■ INFORMATION SHOWN
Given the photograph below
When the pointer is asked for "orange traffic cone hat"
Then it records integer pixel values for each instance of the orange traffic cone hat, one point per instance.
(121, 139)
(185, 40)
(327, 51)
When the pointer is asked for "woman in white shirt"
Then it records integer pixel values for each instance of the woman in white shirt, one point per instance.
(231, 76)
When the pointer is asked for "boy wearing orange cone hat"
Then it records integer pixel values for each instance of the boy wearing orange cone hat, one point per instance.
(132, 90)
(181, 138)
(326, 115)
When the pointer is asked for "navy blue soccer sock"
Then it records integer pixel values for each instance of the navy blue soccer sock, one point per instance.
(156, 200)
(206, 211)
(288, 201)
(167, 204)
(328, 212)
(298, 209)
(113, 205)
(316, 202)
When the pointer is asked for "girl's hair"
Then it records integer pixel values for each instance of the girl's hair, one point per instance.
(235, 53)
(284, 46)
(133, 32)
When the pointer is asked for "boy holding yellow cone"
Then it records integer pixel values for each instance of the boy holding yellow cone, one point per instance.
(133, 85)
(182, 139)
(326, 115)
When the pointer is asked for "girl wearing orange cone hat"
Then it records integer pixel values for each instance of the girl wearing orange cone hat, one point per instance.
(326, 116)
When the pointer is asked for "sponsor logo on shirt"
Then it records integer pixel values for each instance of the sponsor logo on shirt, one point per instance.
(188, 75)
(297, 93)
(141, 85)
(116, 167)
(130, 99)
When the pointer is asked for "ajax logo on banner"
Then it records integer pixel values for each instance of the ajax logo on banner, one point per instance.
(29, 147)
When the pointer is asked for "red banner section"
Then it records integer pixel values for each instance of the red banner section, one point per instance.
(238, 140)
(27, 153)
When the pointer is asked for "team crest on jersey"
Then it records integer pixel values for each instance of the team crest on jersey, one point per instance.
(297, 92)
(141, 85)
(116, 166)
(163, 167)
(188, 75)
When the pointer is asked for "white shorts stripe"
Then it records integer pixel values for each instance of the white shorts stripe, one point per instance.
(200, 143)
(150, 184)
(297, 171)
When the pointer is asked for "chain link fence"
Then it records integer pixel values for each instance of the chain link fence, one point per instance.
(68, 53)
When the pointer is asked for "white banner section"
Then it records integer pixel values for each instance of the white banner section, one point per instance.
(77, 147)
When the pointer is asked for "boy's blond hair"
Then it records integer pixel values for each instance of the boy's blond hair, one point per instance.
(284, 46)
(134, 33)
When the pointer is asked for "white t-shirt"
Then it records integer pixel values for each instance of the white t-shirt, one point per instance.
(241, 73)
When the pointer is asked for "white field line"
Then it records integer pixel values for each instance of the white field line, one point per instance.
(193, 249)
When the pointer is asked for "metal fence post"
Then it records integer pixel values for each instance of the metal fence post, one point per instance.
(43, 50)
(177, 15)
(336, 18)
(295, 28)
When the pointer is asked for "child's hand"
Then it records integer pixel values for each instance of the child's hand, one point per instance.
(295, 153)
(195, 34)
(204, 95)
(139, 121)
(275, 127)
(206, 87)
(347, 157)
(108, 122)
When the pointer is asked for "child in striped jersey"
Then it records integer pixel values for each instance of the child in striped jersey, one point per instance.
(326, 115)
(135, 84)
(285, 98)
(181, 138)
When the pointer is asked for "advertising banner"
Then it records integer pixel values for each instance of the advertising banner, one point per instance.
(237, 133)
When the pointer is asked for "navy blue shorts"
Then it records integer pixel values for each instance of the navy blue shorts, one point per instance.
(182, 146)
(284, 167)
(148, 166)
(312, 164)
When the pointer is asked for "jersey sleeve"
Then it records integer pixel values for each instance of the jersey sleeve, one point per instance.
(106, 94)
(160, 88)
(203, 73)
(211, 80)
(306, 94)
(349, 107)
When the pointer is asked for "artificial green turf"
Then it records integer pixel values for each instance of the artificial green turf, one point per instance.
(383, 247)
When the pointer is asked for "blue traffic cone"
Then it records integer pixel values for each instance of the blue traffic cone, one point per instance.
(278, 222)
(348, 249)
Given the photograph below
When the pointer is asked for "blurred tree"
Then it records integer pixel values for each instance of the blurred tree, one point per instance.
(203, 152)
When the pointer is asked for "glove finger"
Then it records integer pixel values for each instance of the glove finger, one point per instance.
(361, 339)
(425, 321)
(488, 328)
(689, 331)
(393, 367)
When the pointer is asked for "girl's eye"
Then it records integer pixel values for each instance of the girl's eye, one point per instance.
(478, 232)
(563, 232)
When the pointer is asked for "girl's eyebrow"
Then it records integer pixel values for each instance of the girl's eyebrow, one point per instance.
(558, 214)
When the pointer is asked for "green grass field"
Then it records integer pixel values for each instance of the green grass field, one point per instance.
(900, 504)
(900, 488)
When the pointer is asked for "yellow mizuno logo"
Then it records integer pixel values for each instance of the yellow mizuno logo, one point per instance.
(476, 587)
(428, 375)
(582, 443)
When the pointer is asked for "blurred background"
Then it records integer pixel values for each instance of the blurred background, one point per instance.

■ INSTRUCTIONS TO FOLLOW
Extract every line of the entries above that contains the word "mizuno", treating uppercase and lowercase as distinct.

■ SOLVED PROBLEM
When the pointer is asked for "yellow mizuno logo"
Then it records integer pixel values for each instance of the yellow mizuno logo, one point per instance.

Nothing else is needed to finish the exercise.